DATA LISTING -

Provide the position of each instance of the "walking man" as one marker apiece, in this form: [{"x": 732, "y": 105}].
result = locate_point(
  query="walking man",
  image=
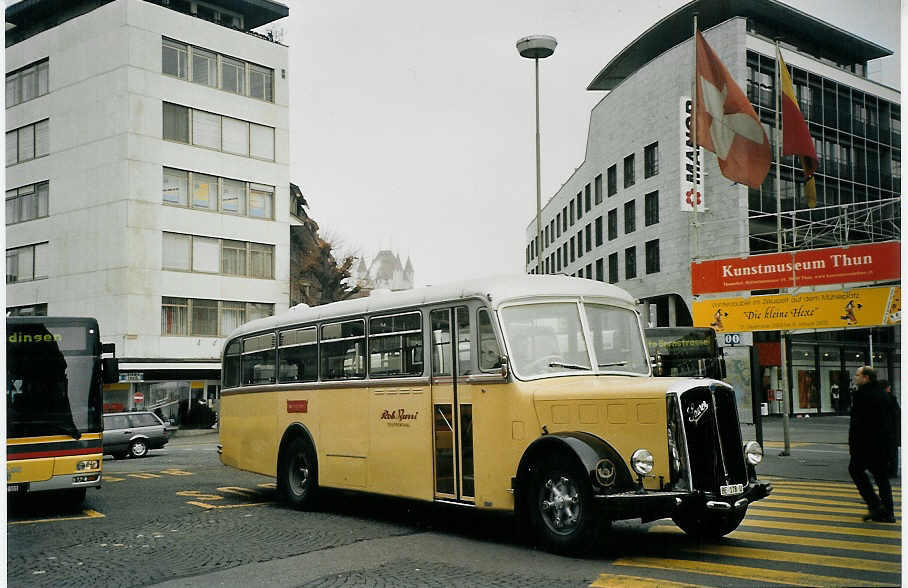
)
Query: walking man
[{"x": 869, "y": 440}]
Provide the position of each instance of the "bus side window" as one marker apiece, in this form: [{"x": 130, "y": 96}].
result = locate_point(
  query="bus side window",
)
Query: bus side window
[
  {"x": 489, "y": 353},
  {"x": 464, "y": 342}
]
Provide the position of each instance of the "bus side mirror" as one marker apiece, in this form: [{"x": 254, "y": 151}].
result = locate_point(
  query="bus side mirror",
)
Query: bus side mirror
[
  {"x": 505, "y": 369},
  {"x": 110, "y": 370}
]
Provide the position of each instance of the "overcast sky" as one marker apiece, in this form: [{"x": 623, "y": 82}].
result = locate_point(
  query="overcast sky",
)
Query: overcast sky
[{"x": 412, "y": 122}]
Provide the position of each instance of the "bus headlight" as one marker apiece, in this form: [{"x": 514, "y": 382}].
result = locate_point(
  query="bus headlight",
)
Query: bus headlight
[
  {"x": 642, "y": 461},
  {"x": 754, "y": 452}
]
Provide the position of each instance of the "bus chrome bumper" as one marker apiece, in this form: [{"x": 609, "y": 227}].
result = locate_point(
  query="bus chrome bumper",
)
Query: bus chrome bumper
[
  {"x": 653, "y": 504},
  {"x": 61, "y": 482}
]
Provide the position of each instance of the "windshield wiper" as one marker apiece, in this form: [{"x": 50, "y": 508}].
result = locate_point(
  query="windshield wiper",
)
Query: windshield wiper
[{"x": 572, "y": 366}]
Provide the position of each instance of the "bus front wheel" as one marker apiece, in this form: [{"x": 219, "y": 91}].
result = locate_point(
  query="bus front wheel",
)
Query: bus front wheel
[
  {"x": 560, "y": 507},
  {"x": 296, "y": 476}
]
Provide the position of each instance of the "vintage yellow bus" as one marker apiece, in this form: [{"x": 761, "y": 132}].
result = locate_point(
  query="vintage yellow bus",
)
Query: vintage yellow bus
[
  {"x": 531, "y": 394},
  {"x": 54, "y": 375}
]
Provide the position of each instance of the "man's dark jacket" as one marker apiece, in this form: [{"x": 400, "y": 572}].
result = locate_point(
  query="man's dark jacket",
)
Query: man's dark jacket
[{"x": 870, "y": 435}]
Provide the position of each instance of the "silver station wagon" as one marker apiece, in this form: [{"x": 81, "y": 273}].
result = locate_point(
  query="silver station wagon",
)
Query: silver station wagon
[{"x": 133, "y": 434}]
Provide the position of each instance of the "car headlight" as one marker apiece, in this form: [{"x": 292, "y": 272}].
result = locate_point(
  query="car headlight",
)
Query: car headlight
[
  {"x": 754, "y": 452},
  {"x": 642, "y": 461}
]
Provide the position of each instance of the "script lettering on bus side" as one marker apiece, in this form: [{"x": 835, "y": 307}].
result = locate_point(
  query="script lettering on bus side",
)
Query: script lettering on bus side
[{"x": 399, "y": 417}]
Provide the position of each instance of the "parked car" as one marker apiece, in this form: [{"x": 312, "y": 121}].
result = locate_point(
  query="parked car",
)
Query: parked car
[{"x": 134, "y": 434}]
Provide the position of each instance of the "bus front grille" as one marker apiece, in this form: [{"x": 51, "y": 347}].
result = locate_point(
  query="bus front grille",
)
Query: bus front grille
[{"x": 710, "y": 421}]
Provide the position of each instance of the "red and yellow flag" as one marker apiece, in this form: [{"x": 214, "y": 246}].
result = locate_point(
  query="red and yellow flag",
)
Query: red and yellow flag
[
  {"x": 726, "y": 122},
  {"x": 796, "y": 138}
]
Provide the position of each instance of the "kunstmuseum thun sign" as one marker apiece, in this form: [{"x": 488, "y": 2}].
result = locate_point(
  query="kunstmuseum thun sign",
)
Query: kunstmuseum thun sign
[
  {"x": 862, "y": 307},
  {"x": 809, "y": 267}
]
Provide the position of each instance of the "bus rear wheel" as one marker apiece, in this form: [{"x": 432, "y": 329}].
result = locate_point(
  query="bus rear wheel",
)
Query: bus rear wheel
[
  {"x": 560, "y": 507},
  {"x": 297, "y": 474}
]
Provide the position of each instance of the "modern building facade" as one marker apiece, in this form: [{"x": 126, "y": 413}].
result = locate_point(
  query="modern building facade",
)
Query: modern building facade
[
  {"x": 620, "y": 216},
  {"x": 147, "y": 180}
]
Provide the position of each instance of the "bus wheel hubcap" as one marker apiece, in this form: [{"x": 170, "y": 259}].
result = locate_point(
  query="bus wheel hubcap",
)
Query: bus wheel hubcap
[{"x": 560, "y": 502}]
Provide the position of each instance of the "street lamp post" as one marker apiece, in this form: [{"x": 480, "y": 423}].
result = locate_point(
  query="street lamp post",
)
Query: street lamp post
[{"x": 537, "y": 47}]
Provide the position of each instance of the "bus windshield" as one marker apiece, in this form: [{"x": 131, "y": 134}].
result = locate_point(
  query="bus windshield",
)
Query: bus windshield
[
  {"x": 52, "y": 379},
  {"x": 548, "y": 338}
]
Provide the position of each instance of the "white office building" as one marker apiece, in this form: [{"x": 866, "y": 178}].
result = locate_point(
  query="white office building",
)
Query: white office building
[
  {"x": 621, "y": 216},
  {"x": 147, "y": 180}
]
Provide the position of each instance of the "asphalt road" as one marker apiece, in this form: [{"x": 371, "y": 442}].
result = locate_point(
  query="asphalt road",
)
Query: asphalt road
[{"x": 179, "y": 518}]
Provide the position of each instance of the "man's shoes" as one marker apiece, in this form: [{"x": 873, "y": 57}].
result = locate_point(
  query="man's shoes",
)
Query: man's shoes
[{"x": 883, "y": 517}]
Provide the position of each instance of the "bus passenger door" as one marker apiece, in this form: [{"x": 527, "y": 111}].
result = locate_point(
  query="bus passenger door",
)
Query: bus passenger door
[{"x": 452, "y": 404}]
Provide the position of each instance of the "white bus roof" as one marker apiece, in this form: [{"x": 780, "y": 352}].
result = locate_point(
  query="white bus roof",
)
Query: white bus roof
[{"x": 494, "y": 290}]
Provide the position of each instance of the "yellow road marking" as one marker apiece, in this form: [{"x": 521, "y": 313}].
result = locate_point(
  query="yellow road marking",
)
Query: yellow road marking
[
  {"x": 622, "y": 581},
  {"x": 789, "y": 526},
  {"x": 86, "y": 514},
  {"x": 835, "y": 561},
  {"x": 886, "y": 548},
  {"x": 237, "y": 490},
  {"x": 205, "y": 505},
  {"x": 811, "y": 516},
  {"x": 860, "y": 510},
  {"x": 743, "y": 572}
]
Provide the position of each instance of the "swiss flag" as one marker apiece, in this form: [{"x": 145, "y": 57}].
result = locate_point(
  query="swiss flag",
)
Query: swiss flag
[{"x": 726, "y": 122}]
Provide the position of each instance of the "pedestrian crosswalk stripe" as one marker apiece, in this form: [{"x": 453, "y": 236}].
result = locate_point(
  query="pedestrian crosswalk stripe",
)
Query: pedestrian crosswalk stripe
[
  {"x": 810, "y": 500},
  {"x": 781, "y": 505},
  {"x": 849, "y": 544},
  {"x": 743, "y": 572},
  {"x": 827, "y": 529},
  {"x": 622, "y": 581},
  {"x": 835, "y": 561},
  {"x": 852, "y": 493}
]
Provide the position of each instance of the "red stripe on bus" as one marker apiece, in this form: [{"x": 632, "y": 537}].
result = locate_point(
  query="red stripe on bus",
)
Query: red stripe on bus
[{"x": 58, "y": 453}]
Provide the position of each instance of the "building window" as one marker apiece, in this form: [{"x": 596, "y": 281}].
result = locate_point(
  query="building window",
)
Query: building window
[
  {"x": 651, "y": 160},
  {"x": 629, "y": 171},
  {"x": 24, "y": 264},
  {"x": 217, "y": 194},
  {"x": 28, "y": 142},
  {"x": 651, "y": 209},
  {"x": 26, "y": 203},
  {"x": 652, "y": 256},
  {"x": 209, "y": 255},
  {"x": 630, "y": 263},
  {"x": 216, "y": 132},
  {"x": 181, "y": 317},
  {"x": 27, "y": 83},
  {"x": 201, "y": 66},
  {"x": 29, "y": 310},
  {"x": 630, "y": 217},
  {"x": 613, "y": 268}
]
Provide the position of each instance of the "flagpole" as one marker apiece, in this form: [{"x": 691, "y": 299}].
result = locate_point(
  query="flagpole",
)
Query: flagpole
[
  {"x": 693, "y": 136},
  {"x": 783, "y": 371}
]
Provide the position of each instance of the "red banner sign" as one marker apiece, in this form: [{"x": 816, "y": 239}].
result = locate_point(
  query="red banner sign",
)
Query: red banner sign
[{"x": 810, "y": 267}]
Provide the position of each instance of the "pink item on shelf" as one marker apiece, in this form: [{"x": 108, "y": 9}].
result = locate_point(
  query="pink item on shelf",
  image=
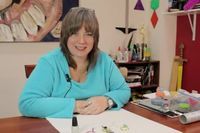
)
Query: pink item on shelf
[{"x": 190, "y": 4}]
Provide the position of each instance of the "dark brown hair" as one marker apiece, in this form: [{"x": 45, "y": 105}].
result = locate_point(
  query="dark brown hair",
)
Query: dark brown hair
[{"x": 73, "y": 21}]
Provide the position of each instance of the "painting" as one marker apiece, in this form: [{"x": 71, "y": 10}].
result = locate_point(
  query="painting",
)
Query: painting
[{"x": 33, "y": 20}]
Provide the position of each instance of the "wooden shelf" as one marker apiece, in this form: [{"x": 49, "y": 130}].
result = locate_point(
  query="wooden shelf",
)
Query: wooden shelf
[
  {"x": 189, "y": 13},
  {"x": 144, "y": 86},
  {"x": 183, "y": 12}
]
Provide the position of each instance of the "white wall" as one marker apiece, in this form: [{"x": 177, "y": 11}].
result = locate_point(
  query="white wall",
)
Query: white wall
[{"x": 110, "y": 14}]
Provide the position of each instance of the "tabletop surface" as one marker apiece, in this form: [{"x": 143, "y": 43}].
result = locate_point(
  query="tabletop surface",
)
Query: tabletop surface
[{"x": 36, "y": 125}]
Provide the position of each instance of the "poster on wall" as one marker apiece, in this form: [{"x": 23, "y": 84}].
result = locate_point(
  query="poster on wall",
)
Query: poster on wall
[{"x": 33, "y": 20}]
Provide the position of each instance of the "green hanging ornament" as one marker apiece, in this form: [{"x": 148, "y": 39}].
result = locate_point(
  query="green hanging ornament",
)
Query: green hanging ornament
[{"x": 155, "y": 4}]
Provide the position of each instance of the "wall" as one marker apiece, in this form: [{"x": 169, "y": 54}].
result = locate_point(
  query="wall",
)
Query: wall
[
  {"x": 191, "y": 53},
  {"x": 110, "y": 14}
]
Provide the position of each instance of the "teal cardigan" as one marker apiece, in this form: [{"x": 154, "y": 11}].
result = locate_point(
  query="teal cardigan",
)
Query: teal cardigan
[{"x": 45, "y": 89}]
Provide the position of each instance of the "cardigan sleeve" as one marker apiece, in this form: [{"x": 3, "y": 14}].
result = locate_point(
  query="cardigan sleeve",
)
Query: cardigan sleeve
[
  {"x": 36, "y": 99},
  {"x": 119, "y": 91}
]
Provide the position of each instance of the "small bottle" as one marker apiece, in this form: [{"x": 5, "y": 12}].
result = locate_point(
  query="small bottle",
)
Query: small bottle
[
  {"x": 119, "y": 55},
  {"x": 75, "y": 128}
]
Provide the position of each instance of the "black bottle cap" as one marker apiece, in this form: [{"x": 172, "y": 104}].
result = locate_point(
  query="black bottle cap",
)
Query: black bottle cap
[{"x": 74, "y": 121}]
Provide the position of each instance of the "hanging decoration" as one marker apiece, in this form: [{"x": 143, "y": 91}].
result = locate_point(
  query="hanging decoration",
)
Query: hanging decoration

YOUR GOAL - Going through the entries above line by line, work out how many lines include the word "decoration". Only the number is required.

ANSWER TO THE PROBLEM - 3